> What to produce
In the excerpt below about the trust game and brain activity, how many athletes took part in the imagining task?

> Selected excerpt
╭──
In the trust game, one player receives an amount of money and then sends whatever amount he or she wants to the other player via computer message. The amount sent is tripled and the player at the other end then decides how much of the tripled amount to send back. The game has several rounds.
During this interaction, Montague and his colleagues evaluated the brains’ response by watching bright spots in the brain that represent increased blood flow and thus brain activity. Prior work had shown that during the trust game, most of the activity occurs in an area called the cingulate cortex.
To hone their picture of the “self” response in that part of the brain, Montague and his colleagues had 81 athletes (football, baseball and soccer players as well as members of the Houston Ballet) take part in an imagining task. They watched clips of various athletic activities while in the scanner. They then imagined themselves performing those activities. The pattern of activity in the cingulate cortex during that “imagining” reflected the “self” response.
Later the scientists identified the same “self” response in the cingulate cortices of normal subjects when they decided how much money to send to the other person. The pattern contrasted with the “other” response seen when the actions of their partner in the trust game were revealed to them.
╰──
> Given information
╭──
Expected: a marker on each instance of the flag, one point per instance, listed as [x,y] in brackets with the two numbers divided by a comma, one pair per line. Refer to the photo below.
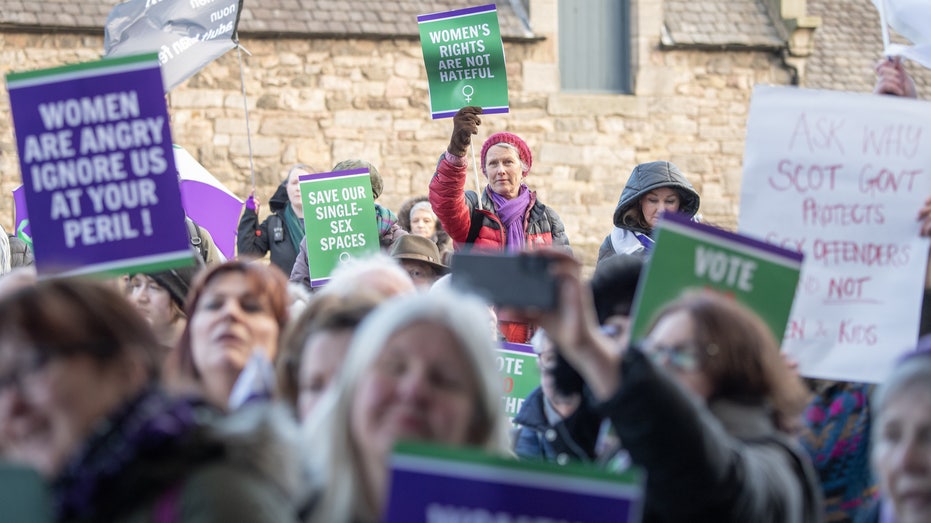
╰──
> Response to this task
81 athletes took part.